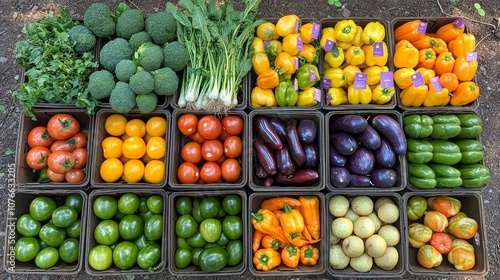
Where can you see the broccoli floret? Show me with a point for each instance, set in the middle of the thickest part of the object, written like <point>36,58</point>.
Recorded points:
<point>146,102</point>
<point>129,23</point>
<point>98,18</point>
<point>166,81</point>
<point>125,69</point>
<point>162,27</point>
<point>113,52</point>
<point>82,38</point>
<point>138,39</point>
<point>149,56</point>
<point>175,56</point>
<point>101,83</point>
<point>122,98</point>
<point>142,83</point>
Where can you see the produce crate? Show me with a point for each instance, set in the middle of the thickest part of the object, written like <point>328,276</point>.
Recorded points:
<point>19,205</point>
<point>25,177</point>
<point>478,138</point>
<point>251,79</point>
<point>179,140</point>
<point>255,201</point>
<point>399,166</point>
<point>258,184</point>
<point>196,271</point>
<point>433,24</point>
<point>93,221</point>
<point>472,206</point>
<point>330,22</point>
<point>375,272</point>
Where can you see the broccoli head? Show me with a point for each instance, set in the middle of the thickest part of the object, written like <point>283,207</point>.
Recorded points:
<point>113,52</point>
<point>146,102</point>
<point>162,27</point>
<point>98,18</point>
<point>129,22</point>
<point>101,83</point>
<point>149,56</point>
<point>175,56</point>
<point>122,98</point>
<point>142,82</point>
<point>166,81</point>
<point>139,38</point>
<point>82,38</point>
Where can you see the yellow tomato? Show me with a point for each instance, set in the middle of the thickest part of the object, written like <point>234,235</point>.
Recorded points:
<point>154,172</point>
<point>112,147</point>
<point>133,171</point>
<point>115,124</point>
<point>135,127</point>
<point>134,147</point>
<point>111,170</point>
<point>156,126</point>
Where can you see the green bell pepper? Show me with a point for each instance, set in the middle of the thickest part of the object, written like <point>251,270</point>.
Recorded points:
<point>474,175</point>
<point>307,76</point>
<point>471,124</point>
<point>445,126</point>
<point>419,150</point>
<point>421,176</point>
<point>285,94</point>
<point>416,207</point>
<point>445,152</point>
<point>472,150</point>
<point>417,126</point>
<point>446,176</point>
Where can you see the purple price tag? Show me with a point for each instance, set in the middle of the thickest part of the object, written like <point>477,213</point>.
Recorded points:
<point>360,80</point>
<point>378,49</point>
<point>422,27</point>
<point>315,30</point>
<point>417,79</point>
<point>471,56</point>
<point>437,85</point>
<point>326,83</point>
<point>386,79</point>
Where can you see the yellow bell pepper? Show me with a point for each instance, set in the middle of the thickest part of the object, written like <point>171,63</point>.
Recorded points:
<point>308,97</point>
<point>355,56</point>
<point>262,98</point>
<point>376,56</point>
<point>373,32</point>
<point>383,95</point>
<point>413,96</point>
<point>357,96</point>
<point>345,30</point>
<point>336,76</point>
<point>335,57</point>
<point>337,96</point>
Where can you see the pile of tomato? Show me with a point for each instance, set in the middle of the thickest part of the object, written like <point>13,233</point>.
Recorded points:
<point>212,155</point>
<point>134,150</point>
<point>58,150</point>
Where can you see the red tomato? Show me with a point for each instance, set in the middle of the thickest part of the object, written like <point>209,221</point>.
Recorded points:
<point>210,172</point>
<point>61,161</point>
<point>233,146</point>
<point>212,150</point>
<point>188,124</point>
<point>39,136</point>
<point>62,126</point>
<point>74,176</point>
<point>188,173</point>
<point>231,170</point>
<point>209,127</point>
<point>36,157</point>
<point>191,152</point>
<point>81,157</point>
<point>232,124</point>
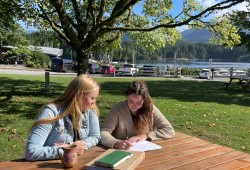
——————————
What is being asked |
A faithful, complete copy of the records above is required, one that contains no pictures.

Written response |
Where can you see the broccoli floret? Show me with a point for each instance, set in the middle of the thickest part of the object, written like <point>36,58</point>.
Recorded points:
<point>146,102</point>
<point>129,23</point>
<point>98,18</point>
<point>166,81</point>
<point>125,69</point>
<point>162,27</point>
<point>113,52</point>
<point>82,38</point>
<point>138,39</point>
<point>149,56</point>
<point>175,56</point>
<point>101,83</point>
<point>122,98</point>
<point>142,83</point>
Where can you see the produce crate? Show me with a point for each instance, set in the middle of the thickest part of the object, written like <point>328,276</point>.
Recorded points:
<point>19,205</point>
<point>25,177</point>
<point>478,138</point>
<point>251,79</point>
<point>179,140</point>
<point>255,201</point>
<point>399,166</point>
<point>258,184</point>
<point>196,271</point>
<point>433,24</point>
<point>93,221</point>
<point>472,206</point>
<point>330,22</point>
<point>375,272</point>
Where can you see the broccoli head? Show me with a point for each instance, set in the middle of the thickest part of the object, written like <point>283,207</point>.
Recorded points:
<point>113,52</point>
<point>146,102</point>
<point>162,27</point>
<point>98,18</point>
<point>129,22</point>
<point>101,83</point>
<point>149,56</point>
<point>175,56</point>
<point>122,98</point>
<point>142,82</point>
<point>166,81</point>
<point>139,38</point>
<point>82,38</point>
Where can you see the yellow tomato? Show me with a point for each instance, set in the middle of the thickest part of the object, written like <point>234,235</point>.
Recorded points:
<point>154,172</point>
<point>112,147</point>
<point>133,171</point>
<point>115,124</point>
<point>135,127</point>
<point>134,147</point>
<point>111,170</point>
<point>156,126</point>
Where can you see the green bell pepper? Show me with a point for each instance, set in the middle of the thickest part of the object, written like <point>251,270</point>.
Recorded points:
<point>474,175</point>
<point>307,76</point>
<point>471,124</point>
<point>445,126</point>
<point>419,150</point>
<point>421,176</point>
<point>285,94</point>
<point>416,207</point>
<point>445,152</point>
<point>472,150</point>
<point>417,126</point>
<point>446,176</point>
Where can you see the purple price tag? Show me with a point for each instance, set in the middle of the thickest part of the object, written like <point>477,213</point>.
Recorded points:
<point>360,80</point>
<point>378,49</point>
<point>422,27</point>
<point>315,30</point>
<point>417,79</point>
<point>471,56</point>
<point>437,85</point>
<point>326,83</point>
<point>386,79</point>
Where can you see the yellow bell pepper? Show me with a point for each instance, set in the middle of the thickest part of the object, written like <point>171,63</point>.
Recorded points:
<point>308,97</point>
<point>355,56</point>
<point>262,98</point>
<point>376,56</point>
<point>373,32</point>
<point>383,95</point>
<point>413,96</point>
<point>357,96</point>
<point>345,30</point>
<point>336,76</point>
<point>335,57</point>
<point>337,96</point>
Where can you see the pile of tomato? Show me with a point for each instance, set in the middle of the thickest part of the object, written like <point>13,233</point>.
Recorded points:
<point>212,155</point>
<point>134,150</point>
<point>58,150</point>
Where can you see the red tomato? Show me with a point for each instance, set in the middle of the thickest part of the object, written like <point>209,221</point>.
Recorded points:
<point>210,172</point>
<point>61,161</point>
<point>233,146</point>
<point>212,150</point>
<point>188,124</point>
<point>39,136</point>
<point>62,126</point>
<point>74,176</point>
<point>188,173</point>
<point>231,170</point>
<point>209,127</point>
<point>36,157</point>
<point>191,152</point>
<point>81,157</point>
<point>232,124</point>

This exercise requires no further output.